7 Things to Do While Exploring Key West

You’ll have plenty of things to see and do in Key West, an island city in Florida. The colorful architecture in this part of the United States is mainly Caribbean. You’ll find many homes here that have been built using coral rock. Some of them have also used salvaged ship-boards in their construction. While exploring the city’s attractions, you’ll notice a unique mix of cultural influences.

Key West is also popular for its sunsets. In fact, watching a beautiful sunset from Mallory Square is one of the top things to do for tourists. This city has also been home to many famous writers, including Robert Frost and Ernest Hemingway. Even today, Key West continues to draw creative individuals from distant places owing to its tolerant and Bohemian atmosphere. Here are some of the things you can do while exploring Key West:

1. Visit Dry Tortugas National Park by taking a boat excursion

Dry Tortugas National Park is located about 65 miles southwest of the city and comprises seven reef islands. This national park was given its name by the explorer Ponce de Leon owing to the turtles found here. This isolated park offers some exciting opportunities to indulge in snorkeling. If you’re not in the mood for snorkeling, you can simply relax on its sandy beaches.

The Catamaran Boat Excursions leave from Key West to this national park. These excursions include lunch and also provide equipment for snorkeling. One of the dry parts of the national park is Garden Key, which is home to Fort Jefferson. This 19th-century fort was constructed by the United States government. The purpose was to protect and control the shipping channel of the Gulf of Mexico.

• [DATASET CONTENT]:

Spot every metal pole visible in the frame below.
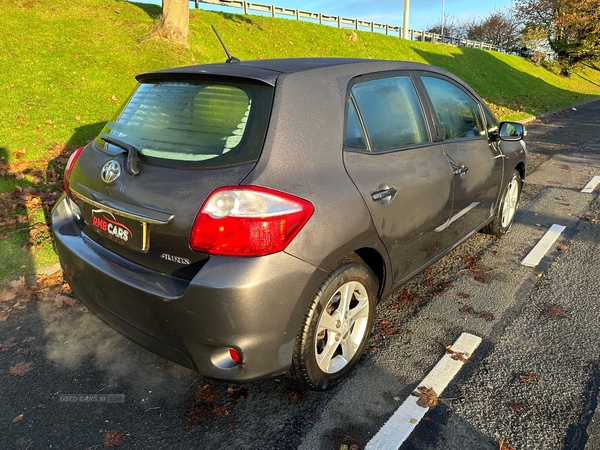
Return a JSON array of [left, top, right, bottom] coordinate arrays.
[[402, 0, 410, 39], [440, 0, 444, 42]]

• [SET TASK A]:
Name every person mentioned in the Key West travel article.
• [SET TASK B]:
Extend the Key West travel article with the next few paragraphs, starting after its last sentence.

• [TASK ANSWER A]:
Robert Frost, Ernest Hemingway, Ponce de Leon

• [TASK ANSWER B]:
During the American Civil War, the fort functioned as a prison for the deserters of the Union. It had also housed Dr. Samuel Mudd. He was a co-conspirator in Abraham Lincoln’s assassination. Currently, the Dry Tortugas National Park is run by the National Park Service.

2. Get on the Conch Tour Train

You can find several historic homes and some of the renowned tourist attractions of the city along Duval Street. It also has many shops and restaurants that entertain passengers of cruise ships and tourists. Undoubtedly, this street is the main tourist strip of Key West. It begins from Mallory Square and stretches all the way to the Southernmost Point market.

Throughout the year, a variety of festivals and events are hosted in this area. The most popular among them is the Hemingway Days Festival. You can take the Conch Tour Train, which is a perfect way to enjoy the sights of the area. This train travels through key areas like Duval Street, Hemingway’s House, and the waterfront.

3. Explore the Mel Fisher Maritime Museum

The Mel Fisher Maritime Museum displays many artifacts that were mostly obtained from the shipwrecks. It also provides valuable information on Mel Fisher, a diver who discovered many shipwrecks that carried valuable artifacts. One of them was an English ship. It was first discovered about 35 miles west of the city in 1972.

The ship was identified as the Henrietta Marie later on. It was a slave ship, which had disappeared in the 18th century after selling 190 African captives in Jamaica. It had some invaluable artifacts that offered a glimpse into the history of maritime slave trade.

Fisher and his team discovered the wreck of the Santa Margarita in 1980. It was a 17th-century ship from Spain that held valuable objects. They ranged from bars and coins of gold and silver to precious jewelry. In addition to all these artifacts, you’ll also find exhibits on diving and underwater archaeology.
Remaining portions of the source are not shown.